#### TASK MATERIAL:
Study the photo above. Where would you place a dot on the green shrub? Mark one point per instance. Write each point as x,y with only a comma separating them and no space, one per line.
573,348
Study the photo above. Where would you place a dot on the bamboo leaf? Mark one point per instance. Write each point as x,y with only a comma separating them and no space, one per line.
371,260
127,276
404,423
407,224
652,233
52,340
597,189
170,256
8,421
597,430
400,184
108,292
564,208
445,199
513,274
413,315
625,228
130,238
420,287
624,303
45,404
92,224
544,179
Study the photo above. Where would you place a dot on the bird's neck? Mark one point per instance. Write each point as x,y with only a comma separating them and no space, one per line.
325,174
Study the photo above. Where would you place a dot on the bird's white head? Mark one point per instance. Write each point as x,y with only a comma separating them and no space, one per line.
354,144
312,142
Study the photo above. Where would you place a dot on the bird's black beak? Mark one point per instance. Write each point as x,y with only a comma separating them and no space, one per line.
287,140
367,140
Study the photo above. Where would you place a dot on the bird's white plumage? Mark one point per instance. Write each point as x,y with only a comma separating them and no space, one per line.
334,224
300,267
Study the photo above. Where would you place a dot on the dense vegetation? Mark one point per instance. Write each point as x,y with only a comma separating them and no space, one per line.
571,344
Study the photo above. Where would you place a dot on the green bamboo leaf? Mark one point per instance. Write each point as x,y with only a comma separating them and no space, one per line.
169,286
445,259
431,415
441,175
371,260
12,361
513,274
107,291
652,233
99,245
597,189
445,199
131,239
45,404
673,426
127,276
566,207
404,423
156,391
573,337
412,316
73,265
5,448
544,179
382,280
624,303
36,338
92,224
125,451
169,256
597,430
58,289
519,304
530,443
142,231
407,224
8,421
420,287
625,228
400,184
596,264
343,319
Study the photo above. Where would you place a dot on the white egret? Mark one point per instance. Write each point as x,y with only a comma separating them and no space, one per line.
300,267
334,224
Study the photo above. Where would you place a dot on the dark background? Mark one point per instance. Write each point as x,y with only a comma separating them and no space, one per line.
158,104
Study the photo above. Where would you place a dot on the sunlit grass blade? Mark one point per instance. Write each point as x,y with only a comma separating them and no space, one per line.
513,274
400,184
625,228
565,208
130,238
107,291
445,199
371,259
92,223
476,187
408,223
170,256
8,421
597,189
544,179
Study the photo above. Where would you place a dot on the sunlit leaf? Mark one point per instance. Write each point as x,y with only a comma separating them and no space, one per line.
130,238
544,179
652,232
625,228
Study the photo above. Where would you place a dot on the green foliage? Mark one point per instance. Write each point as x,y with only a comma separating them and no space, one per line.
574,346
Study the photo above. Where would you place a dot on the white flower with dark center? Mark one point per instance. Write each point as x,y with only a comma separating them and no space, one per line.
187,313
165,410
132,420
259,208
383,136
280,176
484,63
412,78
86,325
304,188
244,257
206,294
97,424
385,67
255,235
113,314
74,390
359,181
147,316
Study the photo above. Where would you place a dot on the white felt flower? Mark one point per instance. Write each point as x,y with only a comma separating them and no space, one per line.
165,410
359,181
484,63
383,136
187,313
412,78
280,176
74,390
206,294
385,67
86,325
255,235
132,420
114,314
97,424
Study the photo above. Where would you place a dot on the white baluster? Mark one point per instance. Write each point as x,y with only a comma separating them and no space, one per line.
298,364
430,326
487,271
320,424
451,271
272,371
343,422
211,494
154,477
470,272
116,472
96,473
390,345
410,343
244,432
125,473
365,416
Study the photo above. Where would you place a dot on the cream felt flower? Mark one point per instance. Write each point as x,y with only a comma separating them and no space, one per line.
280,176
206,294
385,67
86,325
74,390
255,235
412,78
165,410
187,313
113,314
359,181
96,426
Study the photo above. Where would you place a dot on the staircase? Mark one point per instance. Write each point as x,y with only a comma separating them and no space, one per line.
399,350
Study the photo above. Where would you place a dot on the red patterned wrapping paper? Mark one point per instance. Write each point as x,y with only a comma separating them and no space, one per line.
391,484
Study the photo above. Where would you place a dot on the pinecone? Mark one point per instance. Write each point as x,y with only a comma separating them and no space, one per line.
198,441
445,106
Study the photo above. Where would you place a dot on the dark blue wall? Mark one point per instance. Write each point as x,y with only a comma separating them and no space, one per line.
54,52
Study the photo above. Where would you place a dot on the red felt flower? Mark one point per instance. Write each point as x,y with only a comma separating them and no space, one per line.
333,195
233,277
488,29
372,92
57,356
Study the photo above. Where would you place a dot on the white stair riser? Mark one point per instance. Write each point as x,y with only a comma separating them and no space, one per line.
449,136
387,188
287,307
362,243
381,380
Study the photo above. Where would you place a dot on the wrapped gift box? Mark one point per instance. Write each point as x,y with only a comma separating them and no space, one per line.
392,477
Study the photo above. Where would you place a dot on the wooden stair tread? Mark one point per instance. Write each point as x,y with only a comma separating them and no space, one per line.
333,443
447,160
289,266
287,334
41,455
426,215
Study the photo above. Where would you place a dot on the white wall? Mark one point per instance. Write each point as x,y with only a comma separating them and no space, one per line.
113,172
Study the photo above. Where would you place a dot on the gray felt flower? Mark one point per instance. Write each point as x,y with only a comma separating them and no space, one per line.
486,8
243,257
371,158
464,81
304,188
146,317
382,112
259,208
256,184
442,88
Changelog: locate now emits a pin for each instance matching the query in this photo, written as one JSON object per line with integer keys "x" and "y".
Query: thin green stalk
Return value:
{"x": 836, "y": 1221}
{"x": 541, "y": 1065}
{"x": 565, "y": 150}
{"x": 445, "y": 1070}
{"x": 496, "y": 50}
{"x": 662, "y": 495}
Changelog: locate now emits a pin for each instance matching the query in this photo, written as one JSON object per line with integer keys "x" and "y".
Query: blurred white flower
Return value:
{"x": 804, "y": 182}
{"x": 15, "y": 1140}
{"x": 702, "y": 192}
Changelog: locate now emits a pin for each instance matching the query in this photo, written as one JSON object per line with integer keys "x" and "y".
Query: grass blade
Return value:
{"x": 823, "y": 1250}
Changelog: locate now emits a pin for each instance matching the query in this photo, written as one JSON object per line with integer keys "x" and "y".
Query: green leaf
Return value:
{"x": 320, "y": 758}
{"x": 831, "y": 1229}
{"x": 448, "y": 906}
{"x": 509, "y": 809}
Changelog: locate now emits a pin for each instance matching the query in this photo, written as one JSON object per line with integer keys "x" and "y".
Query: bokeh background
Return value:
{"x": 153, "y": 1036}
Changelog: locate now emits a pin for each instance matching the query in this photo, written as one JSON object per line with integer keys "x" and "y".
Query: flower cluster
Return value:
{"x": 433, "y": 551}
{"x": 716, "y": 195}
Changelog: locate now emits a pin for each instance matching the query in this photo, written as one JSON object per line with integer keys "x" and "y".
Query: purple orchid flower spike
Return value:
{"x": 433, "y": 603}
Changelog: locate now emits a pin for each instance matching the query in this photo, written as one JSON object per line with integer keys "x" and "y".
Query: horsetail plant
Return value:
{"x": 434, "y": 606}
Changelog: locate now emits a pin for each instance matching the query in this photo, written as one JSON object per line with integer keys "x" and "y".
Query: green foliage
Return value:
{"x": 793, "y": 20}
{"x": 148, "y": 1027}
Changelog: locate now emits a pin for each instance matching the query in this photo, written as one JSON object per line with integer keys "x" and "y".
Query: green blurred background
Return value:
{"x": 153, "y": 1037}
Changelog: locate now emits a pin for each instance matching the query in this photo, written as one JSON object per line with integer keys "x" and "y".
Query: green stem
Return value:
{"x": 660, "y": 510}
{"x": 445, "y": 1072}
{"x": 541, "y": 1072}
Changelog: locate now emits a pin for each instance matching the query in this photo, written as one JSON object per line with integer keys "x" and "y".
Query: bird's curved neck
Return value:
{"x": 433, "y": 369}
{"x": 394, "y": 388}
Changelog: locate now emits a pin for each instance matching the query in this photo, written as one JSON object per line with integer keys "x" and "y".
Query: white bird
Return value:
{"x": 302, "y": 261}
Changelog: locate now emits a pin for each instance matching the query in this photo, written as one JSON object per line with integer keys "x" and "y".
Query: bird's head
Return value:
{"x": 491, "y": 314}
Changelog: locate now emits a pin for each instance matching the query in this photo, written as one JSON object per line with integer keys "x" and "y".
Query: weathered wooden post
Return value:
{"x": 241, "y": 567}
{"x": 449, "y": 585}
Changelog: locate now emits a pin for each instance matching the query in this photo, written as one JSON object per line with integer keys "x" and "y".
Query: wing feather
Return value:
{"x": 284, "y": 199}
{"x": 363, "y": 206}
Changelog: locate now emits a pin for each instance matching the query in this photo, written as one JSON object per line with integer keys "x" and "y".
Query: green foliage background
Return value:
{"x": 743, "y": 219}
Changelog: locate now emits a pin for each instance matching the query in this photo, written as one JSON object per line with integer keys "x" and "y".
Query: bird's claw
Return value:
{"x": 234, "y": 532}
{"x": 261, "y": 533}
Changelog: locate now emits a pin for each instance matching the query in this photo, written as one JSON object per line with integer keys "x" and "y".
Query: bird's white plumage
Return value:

#### PROBLEM DETAILS:
Check the listing for the word "blurred". Show each line that has it.

#### ANSWER TO THIS PROBLEM:
Query: blurred white flower
Query: green blurred background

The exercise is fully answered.